### [Consigne 1]
Recopiez fidèlement la portion de la liste qui va de la ligne contenant « leaf, then give the position of each instance. » jusqu'à la fin de cette liste, les deux bornes incluses.

### [Extrait choisi]
----------
COUR D'APPEL D'AIX-EN-PROVENCE
CHAMBRE 1-11, Rétention Administrative
ORDONNANCE
DU 03 SEPTEMBRE 2024
N° 2024/1355
N° RG 24/01355 - N° Portalis DBVB-V-B7I-BNUED
Copie conforme
délivrée le 03 Septembre 2024 par courriel à :
-l'avocat
-le préfet
-le CRA
-le JLD/TJ
-le retenu
-le MP
Décision déférée à la Cour :
Ordonnance rendue par le Juge des libertés et de la détention de MARSEILLE en date du 02 Septembre 2024 à 12h05.
APPELANT
X se disant Monsieur [B] [X]
né le 14 Mars 1990 à [Localité 4] (Algérie)
de nationalité Algérienne
Comparant en visioconférence depuis le centre de rétention administrative de [Localité 7] en application des dispositions de la loi n°2024-42 du 26 janvier 2024;
Assisté de Maître Domnine ANDRE, avocate au barreau d'Aix-en-Provence
commise d'office et de Monsieur [J] [O], interprète en langue arabe, inscrit sur la liste des experts de la Cour d'appel d'Aix-en-Provence, tous présents au siège de la cour;
INTIMÉ
Monsieur le Préfet des Bouches-du-Rhône
Représenté par Monsieur [F] [W], présent au siège de la cour;
MINISTÈRE PUBLIC
Avisé et non représenté;
******
DÉBATS
L'affaire a été débattue en audience publique le 03 Septembre 2024 devant M. Guillaume KATAWANDJA, Conseiller à la cour d'appel délégué par le premier président par ordonnance, assisté de M. Corentin MILLOT, Greffier.
ORDONNANCE
Contradictoire,
Prononcée par mise à disposition au greffe le 03 Septembre 2024 à 18h15,
Signée par M. Guillaume KATAWANDJA, Conseiller, et M. Corentin MILLOT, Greffier.
PROCÉDURE ET MOYENS
Vu les articles L 740-1 et suivants du code de l'entrée et du séjour des étrangers et du droit d'asile (CESEDA) ;
Vu l'arrêté portant obligation de quitter le territoire national pris le 13 janvier 2024 par le préfet des Bouches-du-Rhône, notifié à X se disant Monsieur [B] [X] le même jour à 15h00;
Vu la décision de placement en rétention prise le 02 août 2024 par le préfet des Bouches-du-Rhône notifiée à X se disant Monsieur [B] [X] le 03 août 2024 à 9h03;
Vu l'ordonnance du 02 Septembre 2024 rendue par le Juge des libertés et de la détention de MARSEILLE décidant le maintien de X se disant Monsieur [B] [X] dans des locaux ne relevant pas de l'administration pénitentiaire pour une durée maximale de 30 jours;
Vu l'appel interjeté le 02 Septembre 2024 à 15h36 par X se disant Monsieur [B] [X];
X se disant Monsieur [B] [X] a comparu et a été entendu en ses explications. Il déclare: 'Je suis né à [Localité 5]. Je ne connais pas mon adresse, mon avocat a l'adresse, elle est présente dans votre dossier mais c'est à [Localité 7]. Je vous jure par Dieu je suis né à [Localité 5]. J'ai fait appel car j'en ai marre d'être enfermé et de la prison, j'ai des papiers pour le Portugal, je suis en France depuis 2017. Je vais partir, si vous me retrouvez vous pouvez m'emmener directement en prison. Sur les précédentes OQTF, je suis parti et je suis revenu. J'étais en Espagne et au Portugal. Je suis ici pour voir mon frère, il a un visa. Je suis venu d'Espagne. J'ai beaucoup de famille en Algérie mais je ne peux plus y retourner. Je suis en France depuis 2017, je suis venu par l'Italie. Je suis venu en 2018 jusqu'en 2019 je suis revenu, je fais des allers-retours pour les visas. Merci à vous.'
Son avocate a été régulièrement entendue. Elle sollicite l'infirmation de l'ordonnance déférée et la remise en liberté du retenu ou, à défaut, son assignation à résidence. A ces fins, elle soutient que la requête préfectorale en prolongation de la rétention est irrecevable car non accompagnée de pièces justificatives utiles, à savoir la délégation de signature au profit du signataire de l'acte et la copie actualisée du registre de rétention. Elle reproche en outre au représentant de l'Etat de ne pas avoir accompli de diligences en vue de l'exécution de la mesure d'éloignement durant 41 jours et estime qu'il n'existe aucune perspective d'éloignement au regard de la rupture des relations diplomatiques entre la France et l'Algérie.
----------
### [Données sources]
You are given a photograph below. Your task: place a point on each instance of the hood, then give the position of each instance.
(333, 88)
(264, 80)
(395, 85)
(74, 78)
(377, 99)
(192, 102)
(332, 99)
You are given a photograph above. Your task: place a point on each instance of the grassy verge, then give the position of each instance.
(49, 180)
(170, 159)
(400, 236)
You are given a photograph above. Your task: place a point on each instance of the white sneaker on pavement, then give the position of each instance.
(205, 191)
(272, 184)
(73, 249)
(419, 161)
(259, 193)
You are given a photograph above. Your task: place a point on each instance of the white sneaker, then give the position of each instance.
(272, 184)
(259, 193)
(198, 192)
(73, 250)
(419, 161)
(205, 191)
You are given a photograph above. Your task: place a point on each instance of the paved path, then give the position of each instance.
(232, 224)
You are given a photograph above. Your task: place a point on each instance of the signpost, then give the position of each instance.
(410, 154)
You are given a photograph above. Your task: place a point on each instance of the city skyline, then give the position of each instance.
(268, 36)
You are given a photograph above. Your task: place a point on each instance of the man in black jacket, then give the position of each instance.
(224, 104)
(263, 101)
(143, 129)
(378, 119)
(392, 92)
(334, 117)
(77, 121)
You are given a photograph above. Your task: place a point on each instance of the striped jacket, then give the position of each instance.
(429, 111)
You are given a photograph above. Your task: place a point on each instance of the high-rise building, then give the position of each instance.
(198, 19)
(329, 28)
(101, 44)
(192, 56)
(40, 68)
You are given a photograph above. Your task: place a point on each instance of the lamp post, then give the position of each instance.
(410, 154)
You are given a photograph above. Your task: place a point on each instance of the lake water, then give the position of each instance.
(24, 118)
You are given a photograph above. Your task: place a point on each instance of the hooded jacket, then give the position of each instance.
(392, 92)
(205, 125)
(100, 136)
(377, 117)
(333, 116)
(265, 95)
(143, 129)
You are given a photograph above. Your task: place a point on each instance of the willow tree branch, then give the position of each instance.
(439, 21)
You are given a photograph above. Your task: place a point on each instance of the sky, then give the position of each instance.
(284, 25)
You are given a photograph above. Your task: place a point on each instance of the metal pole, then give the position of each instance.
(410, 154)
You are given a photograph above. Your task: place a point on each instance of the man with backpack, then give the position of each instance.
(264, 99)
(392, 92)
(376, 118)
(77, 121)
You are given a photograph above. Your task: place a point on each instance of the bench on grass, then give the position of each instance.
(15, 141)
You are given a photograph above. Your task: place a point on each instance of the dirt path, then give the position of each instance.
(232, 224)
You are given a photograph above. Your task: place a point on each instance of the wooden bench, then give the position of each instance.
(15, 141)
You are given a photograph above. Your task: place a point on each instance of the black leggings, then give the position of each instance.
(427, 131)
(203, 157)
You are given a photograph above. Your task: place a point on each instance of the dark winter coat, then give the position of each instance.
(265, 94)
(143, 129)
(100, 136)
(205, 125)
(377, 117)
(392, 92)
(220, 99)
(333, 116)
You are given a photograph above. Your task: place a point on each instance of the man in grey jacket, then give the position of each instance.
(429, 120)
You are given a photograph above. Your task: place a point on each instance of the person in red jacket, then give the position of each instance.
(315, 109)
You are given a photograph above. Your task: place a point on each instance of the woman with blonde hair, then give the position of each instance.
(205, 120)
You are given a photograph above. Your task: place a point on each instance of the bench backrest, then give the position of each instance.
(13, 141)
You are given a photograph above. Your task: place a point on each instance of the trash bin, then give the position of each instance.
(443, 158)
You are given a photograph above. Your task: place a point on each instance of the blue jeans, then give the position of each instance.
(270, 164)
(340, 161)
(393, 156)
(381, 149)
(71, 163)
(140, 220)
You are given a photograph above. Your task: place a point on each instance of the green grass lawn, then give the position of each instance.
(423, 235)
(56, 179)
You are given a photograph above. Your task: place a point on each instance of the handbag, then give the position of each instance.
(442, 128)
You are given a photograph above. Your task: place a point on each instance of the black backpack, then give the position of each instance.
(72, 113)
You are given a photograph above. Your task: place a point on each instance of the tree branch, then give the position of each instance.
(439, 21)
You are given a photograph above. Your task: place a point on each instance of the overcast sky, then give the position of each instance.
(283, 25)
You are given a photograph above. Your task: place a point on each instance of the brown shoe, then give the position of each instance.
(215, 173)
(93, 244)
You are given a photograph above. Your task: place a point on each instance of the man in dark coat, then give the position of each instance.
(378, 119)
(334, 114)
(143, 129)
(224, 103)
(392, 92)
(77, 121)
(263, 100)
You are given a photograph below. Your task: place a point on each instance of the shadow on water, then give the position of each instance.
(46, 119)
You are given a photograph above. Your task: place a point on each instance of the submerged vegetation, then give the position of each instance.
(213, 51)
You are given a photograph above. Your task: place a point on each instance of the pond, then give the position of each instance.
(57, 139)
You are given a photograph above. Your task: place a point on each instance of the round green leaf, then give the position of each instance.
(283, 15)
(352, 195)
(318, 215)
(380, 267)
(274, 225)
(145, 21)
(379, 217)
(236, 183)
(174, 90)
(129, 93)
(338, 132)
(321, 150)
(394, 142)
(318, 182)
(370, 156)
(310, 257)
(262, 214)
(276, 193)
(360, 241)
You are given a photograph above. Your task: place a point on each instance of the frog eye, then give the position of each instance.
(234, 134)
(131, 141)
----------
### [Consigne 2]
D'après l'extrait choisi, à quelle heure l'appel a-t-il été interjeté le 02 septembre 2024 ?

### [Réponse rédigée 1]
You are given a photograph above. Your task: place a point on each instance of the round green leaf, then give the position of each instance.
(283, 15)
(352, 195)
(318, 215)
(380, 267)
(274, 225)
(145, 21)
(379, 217)
(236, 183)
(174, 90)
(129, 93)
(338, 132)
(321, 150)
(394, 142)
(318, 182)
(370, 156)
(310, 257)
(262, 214)
(276, 193)
(360, 241)
You are given a photograph above. Your task: place a point on each instance of the frog eye, then give the position of each instance.
(234, 134)
(131, 141)

### [Réponse rédigée 2]
À 15h36.